■ Available data
┏━━

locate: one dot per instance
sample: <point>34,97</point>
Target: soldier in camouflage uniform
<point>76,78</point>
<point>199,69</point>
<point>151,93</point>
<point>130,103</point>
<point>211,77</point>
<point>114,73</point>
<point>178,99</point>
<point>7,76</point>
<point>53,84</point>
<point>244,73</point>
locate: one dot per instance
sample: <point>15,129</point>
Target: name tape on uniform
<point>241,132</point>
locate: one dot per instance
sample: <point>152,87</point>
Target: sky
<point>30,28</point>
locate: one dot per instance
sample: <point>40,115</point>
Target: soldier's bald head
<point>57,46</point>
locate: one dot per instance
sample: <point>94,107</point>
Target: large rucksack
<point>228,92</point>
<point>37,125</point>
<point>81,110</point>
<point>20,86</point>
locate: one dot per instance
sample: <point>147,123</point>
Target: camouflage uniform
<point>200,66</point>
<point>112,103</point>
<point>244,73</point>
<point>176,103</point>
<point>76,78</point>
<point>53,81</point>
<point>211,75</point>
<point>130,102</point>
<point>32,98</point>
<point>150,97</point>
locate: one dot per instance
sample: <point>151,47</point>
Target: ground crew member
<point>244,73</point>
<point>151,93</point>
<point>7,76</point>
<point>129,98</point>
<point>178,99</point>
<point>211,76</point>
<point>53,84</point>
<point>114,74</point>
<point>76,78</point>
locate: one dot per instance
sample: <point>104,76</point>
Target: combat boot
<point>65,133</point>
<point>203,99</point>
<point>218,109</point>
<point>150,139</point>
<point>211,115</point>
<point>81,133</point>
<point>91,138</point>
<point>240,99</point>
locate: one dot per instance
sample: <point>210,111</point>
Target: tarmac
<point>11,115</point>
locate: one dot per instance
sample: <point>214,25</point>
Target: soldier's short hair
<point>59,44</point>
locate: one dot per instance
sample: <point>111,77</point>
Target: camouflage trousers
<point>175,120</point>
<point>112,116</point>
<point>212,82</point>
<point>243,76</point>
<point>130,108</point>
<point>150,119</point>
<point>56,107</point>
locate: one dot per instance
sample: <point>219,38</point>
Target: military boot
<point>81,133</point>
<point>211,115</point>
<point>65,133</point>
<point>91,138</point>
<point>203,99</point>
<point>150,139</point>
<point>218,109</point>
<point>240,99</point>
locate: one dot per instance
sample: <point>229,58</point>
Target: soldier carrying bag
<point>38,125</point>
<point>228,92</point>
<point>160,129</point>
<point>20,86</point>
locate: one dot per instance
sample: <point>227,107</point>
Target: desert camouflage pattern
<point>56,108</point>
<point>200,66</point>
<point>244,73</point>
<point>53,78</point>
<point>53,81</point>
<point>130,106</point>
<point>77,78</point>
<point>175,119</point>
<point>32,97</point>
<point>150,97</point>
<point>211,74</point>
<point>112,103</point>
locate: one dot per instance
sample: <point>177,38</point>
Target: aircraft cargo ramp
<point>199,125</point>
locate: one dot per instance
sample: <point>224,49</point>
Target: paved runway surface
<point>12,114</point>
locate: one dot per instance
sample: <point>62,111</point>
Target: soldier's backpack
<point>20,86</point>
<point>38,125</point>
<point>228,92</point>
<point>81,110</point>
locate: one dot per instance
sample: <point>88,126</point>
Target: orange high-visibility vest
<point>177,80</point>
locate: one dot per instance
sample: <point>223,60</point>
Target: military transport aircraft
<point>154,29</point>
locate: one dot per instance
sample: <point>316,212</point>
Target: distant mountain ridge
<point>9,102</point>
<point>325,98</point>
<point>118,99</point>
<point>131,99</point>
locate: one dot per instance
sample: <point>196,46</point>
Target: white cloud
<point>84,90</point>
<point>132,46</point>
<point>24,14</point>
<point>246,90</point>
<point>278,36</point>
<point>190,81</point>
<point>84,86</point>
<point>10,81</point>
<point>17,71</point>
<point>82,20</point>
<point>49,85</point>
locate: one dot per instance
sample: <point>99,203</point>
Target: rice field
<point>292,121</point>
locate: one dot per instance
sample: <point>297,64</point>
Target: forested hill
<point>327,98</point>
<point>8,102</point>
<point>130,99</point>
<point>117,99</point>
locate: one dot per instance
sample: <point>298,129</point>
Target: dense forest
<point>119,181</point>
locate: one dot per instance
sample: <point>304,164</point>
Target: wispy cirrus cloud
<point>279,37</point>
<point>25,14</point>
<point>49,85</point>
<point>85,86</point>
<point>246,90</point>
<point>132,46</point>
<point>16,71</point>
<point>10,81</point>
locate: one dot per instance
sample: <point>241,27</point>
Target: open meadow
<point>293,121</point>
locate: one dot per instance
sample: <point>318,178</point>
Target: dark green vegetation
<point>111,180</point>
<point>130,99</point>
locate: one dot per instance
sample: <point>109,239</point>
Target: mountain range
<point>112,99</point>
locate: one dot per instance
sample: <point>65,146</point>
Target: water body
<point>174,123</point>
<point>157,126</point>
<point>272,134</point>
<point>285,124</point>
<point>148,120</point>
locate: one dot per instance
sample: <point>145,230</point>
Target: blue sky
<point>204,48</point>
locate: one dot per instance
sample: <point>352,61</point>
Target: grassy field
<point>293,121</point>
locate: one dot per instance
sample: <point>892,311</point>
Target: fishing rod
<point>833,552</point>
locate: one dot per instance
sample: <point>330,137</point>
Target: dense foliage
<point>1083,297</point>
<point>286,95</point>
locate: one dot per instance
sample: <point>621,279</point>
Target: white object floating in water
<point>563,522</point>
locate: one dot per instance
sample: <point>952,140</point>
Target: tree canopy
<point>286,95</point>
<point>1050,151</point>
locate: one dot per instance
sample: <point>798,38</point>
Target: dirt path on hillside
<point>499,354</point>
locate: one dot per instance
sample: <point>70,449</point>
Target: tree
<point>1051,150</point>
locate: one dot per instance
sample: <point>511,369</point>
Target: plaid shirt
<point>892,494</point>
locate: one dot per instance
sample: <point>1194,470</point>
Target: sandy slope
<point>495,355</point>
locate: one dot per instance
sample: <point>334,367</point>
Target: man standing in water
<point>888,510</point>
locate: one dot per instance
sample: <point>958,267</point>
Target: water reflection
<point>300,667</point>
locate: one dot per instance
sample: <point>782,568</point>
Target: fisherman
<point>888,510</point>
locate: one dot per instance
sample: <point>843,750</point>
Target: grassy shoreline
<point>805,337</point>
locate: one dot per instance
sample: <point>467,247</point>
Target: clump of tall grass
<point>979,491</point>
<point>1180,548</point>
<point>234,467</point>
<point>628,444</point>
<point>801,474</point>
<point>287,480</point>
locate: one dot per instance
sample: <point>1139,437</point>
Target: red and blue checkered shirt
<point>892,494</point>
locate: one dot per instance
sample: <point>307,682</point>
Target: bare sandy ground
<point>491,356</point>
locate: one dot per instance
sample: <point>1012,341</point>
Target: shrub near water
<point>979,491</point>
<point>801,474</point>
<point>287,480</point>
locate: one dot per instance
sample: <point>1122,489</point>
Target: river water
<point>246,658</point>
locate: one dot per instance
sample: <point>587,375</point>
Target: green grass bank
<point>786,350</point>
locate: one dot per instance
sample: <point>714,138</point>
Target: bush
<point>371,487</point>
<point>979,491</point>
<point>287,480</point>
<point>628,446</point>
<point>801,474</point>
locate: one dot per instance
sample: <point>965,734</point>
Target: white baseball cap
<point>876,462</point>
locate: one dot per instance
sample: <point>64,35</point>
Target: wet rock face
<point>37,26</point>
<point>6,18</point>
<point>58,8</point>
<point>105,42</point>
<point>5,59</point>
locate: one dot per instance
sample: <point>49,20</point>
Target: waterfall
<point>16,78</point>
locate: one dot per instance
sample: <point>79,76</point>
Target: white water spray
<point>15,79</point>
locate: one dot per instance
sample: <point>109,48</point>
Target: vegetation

┗━━

■ Task directions
Restate the full material word for word.

■ Result of the exercise
locate: one dot per instance
sample: <point>34,97</point>
Target: soldier in camouflage uniform
<point>76,78</point>
<point>199,69</point>
<point>151,93</point>
<point>130,103</point>
<point>211,77</point>
<point>114,73</point>
<point>178,99</point>
<point>7,76</point>
<point>53,84</point>
<point>244,73</point>
locate: one dot per instance
sample: <point>15,129</point>
Target: name tape on uniform
<point>241,132</point>
locate: one dot per instance
sample: <point>152,87</point>
Target: sky
<point>30,28</point>
locate: one dot per instance
sample: <point>40,115</point>
Target: soldier's bald head
<point>57,46</point>
locate: one dot per instance
sample: <point>94,107</point>
Target: large rucksack
<point>228,92</point>
<point>37,125</point>
<point>81,110</point>
<point>20,86</point>
locate: one dot per instance
sample: <point>147,123</point>
Target: camouflage uniform
<point>200,66</point>
<point>112,103</point>
<point>244,73</point>
<point>176,103</point>
<point>76,78</point>
<point>53,81</point>
<point>211,75</point>
<point>130,102</point>
<point>32,98</point>
<point>150,97</point>
locate: one dot per instance
sample: <point>151,47</point>
Target: ground crew member
<point>244,73</point>
<point>151,93</point>
<point>7,76</point>
<point>129,98</point>
<point>178,99</point>
<point>211,76</point>
<point>53,84</point>
<point>114,74</point>
<point>76,78</point>
locate: one dot per instance
sample: <point>104,76</point>
Target: combat boot
<point>65,133</point>
<point>203,99</point>
<point>218,109</point>
<point>150,139</point>
<point>211,115</point>
<point>81,133</point>
<point>91,138</point>
<point>240,99</point>
locate: one dot per instance
sample: <point>210,111</point>
Target: tarmac
<point>11,115</point>
locate: one dot per instance
sample: <point>214,25</point>
Target: soldier's short hair
<point>59,44</point>
locate: one dot per instance
sample: <point>111,77</point>
Target: camouflage trousers
<point>175,120</point>
<point>112,116</point>
<point>212,82</point>
<point>243,76</point>
<point>130,108</point>
<point>150,119</point>
<point>56,107</point>
locate: one dot per instance
sample: <point>219,38</point>
Target: military boot
<point>81,133</point>
<point>211,115</point>
<point>65,133</point>
<point>91,138</point>
<point>203,99</point>
<point>150,139</point>
<point>218,109</point>
<point>240,99</point>
locate: one dot per instance
sample: <point>229,58</point>
Target: soldier carrying bag
<point>38,125</point>
<point>228,92</point>
<point>160,129</point>
<point>20,86</point>
locate: one dot per instance
sample: <point>227,107</point>
Target: desert camouflage pattern
<point>56,108</point>
<point>200,66</point>
<point>244,73</point>
<point>53,78</point>
<point>53,81</point>
<point>130,106</point>
<point>77,78</point>
<point>175,119</point>
<point>32,97</point>
<point>150,97</point>
<point>211,74</point>
<point>112,103</point>
locate: one dot per instance
sample: <point>177,38</point>
Target: aircraft cargo ramp
<point>199,125</point>
locate: one dot per instance
sample: <point>224,49</point>
Target: paved runway surface
<point>12,114</point>
locate: one dot per instance
sample: <point>62,111</point>
Target: soldier's backpack
<point>20,86</point>
<point>38,125</point>
<point>228,92</point>
<point>81,110</point>
locate: one dot per instance
sample: <point>88,126</point>
Target: orange high-visibility vest
<point>177,80</point>
locate: one dot per instance
sample: <point>223,60</point>
Target: military transport aircraft
<point>154,29</point>
locate: one dot per instance
sample: <point>316,212</point>
Target: distant mountain ridge
<point>9,102</point>
<point>325,98</point>
<point>118,99</point>
<point>131,99</point>
locate: one dot per instance
sample: <point>196,46</point>
Target: white cloud
<point>84,90</point>
<point>132,46</point>
<point>24,14</point>
<point>246,90</point>
<point>278,36</point>
<point>190,81</point>
<point>84,86</point>
<point>10,81</point>
<point>17,71</point>
<point>82,20</point>
<point>49,85</point>
locate: one dot per instance
sample: <point>99,203</point>
Target: rice field
<point>292,121</point>
locate: one dot per instance
sample: <point>297,64</point>
Target: forested hill
<point>327,98</point>
<point>8,102</point>
<point>130,99</point>
<point>117,99</point>
locate: one dot per instance
sample: <point>298,129</point>
Target: dense forest
<point>119,181</point>
locate: one dot per instance
sample: <point>304,164</point>
Target: wispy cirrus cloud
<point>279,37</point>
<point>25,14</point>
<point>49,85</point>
<point>85,86</point>
<point>246,90</point>
<point>132,46</point>
<point>16,71</point>
<point>10,81</point>
locate: one dot per instance
sample: <point>241,27</point>
Target: open meadow
<point>293,121</point>
locate: one dot per instance
sample: <point>318,178</point>
Target: dark green vegetation
<point>111,180</point>
<point>130,99</point>
locate: one dot per instance
sample: <point>109,239</point>
Target: mountain range
<point>112,99</point>
locate: one dot per instance
sample: <point>65,146</point>
Target: water body
<point>174,123</point>
<point>157,126</point>
<point>272,134</point>
<point>285,124</point>
<point>148,120</point>
locate: one dot per instance
sample: <point>145,230</point>
Target: blue sky
<point>204,48</point>
locate: one dot per instance
sample: <point>352,61</point>
Target: grassy field
<point>293,121</point>
locate: one dot per instance
sample: <point>892,311</point>
Target: fishing rod
<point>833,552</point>
locate: one dot per instance
sample: <point>330,137</point>
Target: dense foliage
<point>1083,297</point>
<point>286,95</point>
locate: one dot per instance
sample: <point>621,279</point>
Target: white object floating in water
<point>563,522</point>
locate: one dot per instance
sample: <point>952,140</point>
Target: tree canopy
<point>286,95</point>
<point>1050,151</point>
locate: one dot per instance
sample: <point>798,38</point>
Target: dirt path on hillside
<point>499,354</point>
locate: one dot per instance
sample: <point>70,449</point>
Target: tree
<point>1051,150</point>
locate: one dot per instance
sample: <point>511,369</point>
Target: plaid shirt
<point>892,494</point>
locate: one dot per instance
sample: <point>1194,470</point>
Target: sandy slope
<point>495,355</point>
locate: one dot per instance
sample: <point>334,367</point>
Target: man standing in water
<point>888,510</point>
locate: one dot per instance
sample: <point>958,267</point>
Target: water reflection
<point>300,667</point>
locate: one dot per instance
sample: <point>782,568</point>
Target: fisherman
<point>888,510</point>
locate: one dot per instance
sample: <point>843,750</point>
Target: grassy shoreline
<point>805,337</point>
locate: one dot per instance
sample: <point>467,247</point>
Target: clump of tall grass
<point>979,491</point>
<point>1180,548</point>
<point>234,467</point>
<point>628,444</point>
<point>801,474</point>
<point>287,480</point>
locate: one dot per instance
sample: <point>1139,437</point>
Target: red and blue checkered shirt
<point>892,494</point>
locate: one dot per instance
sample: <point>307,682</point>
Target: bare sandy ground
<point>491,356</point>
locate: one dot per instance
sample: <point>1012,341</point>
Target: shrub near water
<point>979,491</point>
<point>801,474</point>
<point>287,480</point>
locate: one dot per instance
sample: <point>1122,489</point>
Target: river water
<point>246,658</point>
locate: one dot per instance
sample: <point>587,375</point>
Target: green grass bank
<point>786,350</point>
locate: one dot per instance
sample: <point>714,138</point>
Target: bush
<point>371,487</point>
<point>979,491</point>
<point>287,480</point>
<point>628,446</point>
<point>801,474</point>
locate: one dot per instance
sample: <point>965,734</point>
Target: white baseball cap
<point>876,462</point>
locate: one dot per instance
sample: <point>64,35</point>
Target: wet rock face
<point>37,26</point>
<point>6,18</point>
<point>58,8</point>
<point>105,42</point>
<point>5,59</point>
locate: one dot per instance
sample: <point>49,20</point>
Target: waterfall
<point>16,78</point>
locate: one dot per instance
sample: <point>79,76</point>
Target: white water spray
<point>15,79</point>
locate: one dot per instance
sample: <point>109,48</point>
Target: vegetation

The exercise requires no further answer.